··· Text shown

A computer language could very well express all the requirements
for the program, and logically check a proof that they are fulfilled.
you know what you want, so you know what a correct program is,
and more easily even what a non-crashing program is.
- you write your program specifically so you can prove to yourself
that the program is correct.
- if programming under contract, you are expected to have done the former,
even though the customer has no way to check, but perhaps having you
fill red tape.
A.18 Part III
- Part III would apply the concepts to existing technology.
It would have to discuss what is tradition,
what is its role, how it should or not be considered,
what it currently does wrong,
how the Tunes approach inserts in it.
- It would debunk myths
- Efficiency,Security,Small-grain: take two, you have the third.
That is, when you need two of them, you also need the third,
but when you have two of them, you automatically have the third.
- with OO, people discovered that implicit binding is needed.
Unhappily, most "OO" only know as-late-as-possible binding
and no such thing as reflectivity (=implicitness control)

······
··· Information shown

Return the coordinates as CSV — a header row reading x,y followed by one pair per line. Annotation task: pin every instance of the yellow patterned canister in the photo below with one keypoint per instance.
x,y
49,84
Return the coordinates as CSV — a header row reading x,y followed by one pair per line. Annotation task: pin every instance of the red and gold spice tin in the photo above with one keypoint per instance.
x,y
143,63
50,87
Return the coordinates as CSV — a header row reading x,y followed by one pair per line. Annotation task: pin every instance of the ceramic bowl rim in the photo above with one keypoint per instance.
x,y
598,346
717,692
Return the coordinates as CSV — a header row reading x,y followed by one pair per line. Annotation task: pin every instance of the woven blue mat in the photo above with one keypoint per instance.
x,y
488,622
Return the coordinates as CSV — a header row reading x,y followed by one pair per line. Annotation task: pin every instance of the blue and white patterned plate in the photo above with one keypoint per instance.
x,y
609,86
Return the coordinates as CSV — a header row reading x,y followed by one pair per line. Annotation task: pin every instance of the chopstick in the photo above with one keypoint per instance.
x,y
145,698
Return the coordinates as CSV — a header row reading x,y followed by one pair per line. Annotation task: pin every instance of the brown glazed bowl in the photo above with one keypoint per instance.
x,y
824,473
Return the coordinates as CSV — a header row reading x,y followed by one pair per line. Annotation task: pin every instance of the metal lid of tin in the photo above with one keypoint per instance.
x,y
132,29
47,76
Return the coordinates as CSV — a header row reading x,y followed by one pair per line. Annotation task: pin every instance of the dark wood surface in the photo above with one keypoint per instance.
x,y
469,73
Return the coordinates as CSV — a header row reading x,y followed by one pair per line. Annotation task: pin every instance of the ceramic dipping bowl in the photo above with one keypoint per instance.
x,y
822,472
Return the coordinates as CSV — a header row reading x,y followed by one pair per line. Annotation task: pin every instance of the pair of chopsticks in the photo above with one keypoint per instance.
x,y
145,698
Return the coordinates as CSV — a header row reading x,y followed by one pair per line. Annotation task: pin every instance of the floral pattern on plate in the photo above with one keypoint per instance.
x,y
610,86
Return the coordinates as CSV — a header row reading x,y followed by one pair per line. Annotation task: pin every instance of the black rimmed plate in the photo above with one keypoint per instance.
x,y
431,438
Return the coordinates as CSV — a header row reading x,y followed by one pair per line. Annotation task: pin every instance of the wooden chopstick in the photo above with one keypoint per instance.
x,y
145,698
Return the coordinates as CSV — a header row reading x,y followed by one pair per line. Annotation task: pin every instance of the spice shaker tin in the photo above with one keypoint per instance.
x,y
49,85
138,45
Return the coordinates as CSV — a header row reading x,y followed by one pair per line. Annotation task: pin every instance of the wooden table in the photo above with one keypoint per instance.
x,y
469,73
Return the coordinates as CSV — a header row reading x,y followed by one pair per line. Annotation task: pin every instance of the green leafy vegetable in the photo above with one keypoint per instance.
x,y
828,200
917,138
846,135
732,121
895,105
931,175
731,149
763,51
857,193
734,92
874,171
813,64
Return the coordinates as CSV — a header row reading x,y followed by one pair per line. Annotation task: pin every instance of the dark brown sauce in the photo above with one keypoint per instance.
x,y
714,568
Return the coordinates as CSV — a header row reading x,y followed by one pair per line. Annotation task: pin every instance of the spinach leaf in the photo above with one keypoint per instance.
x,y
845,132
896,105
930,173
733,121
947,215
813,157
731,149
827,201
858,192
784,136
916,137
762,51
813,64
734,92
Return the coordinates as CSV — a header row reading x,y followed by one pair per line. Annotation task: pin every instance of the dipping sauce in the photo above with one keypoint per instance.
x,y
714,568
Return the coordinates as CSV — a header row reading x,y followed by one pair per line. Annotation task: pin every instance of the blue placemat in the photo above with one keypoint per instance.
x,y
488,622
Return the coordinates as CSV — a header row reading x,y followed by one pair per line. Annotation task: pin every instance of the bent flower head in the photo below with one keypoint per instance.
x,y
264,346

······

> Problems:
1. Echo the programming notes word for word, starting at "- It would debunk" and ending at "reflectivity (=implicitness control)".
2. In the programming notes, what would Part III apply the concepts to?

> Answers to the exercises:
1.
- It would debunk myths
- Efficiency,Security,Small-grain: take two, you have the third.
That is, when you need two of them, you also need the third,
but when you have two of them, you automatically have the third.
- with OO, people discovered that implicit binding is needed.
Unhappily, most "OO" only know as-late-as-possible binding
and no such thing as reflectivity (=implicitness control)

2. Existing technology.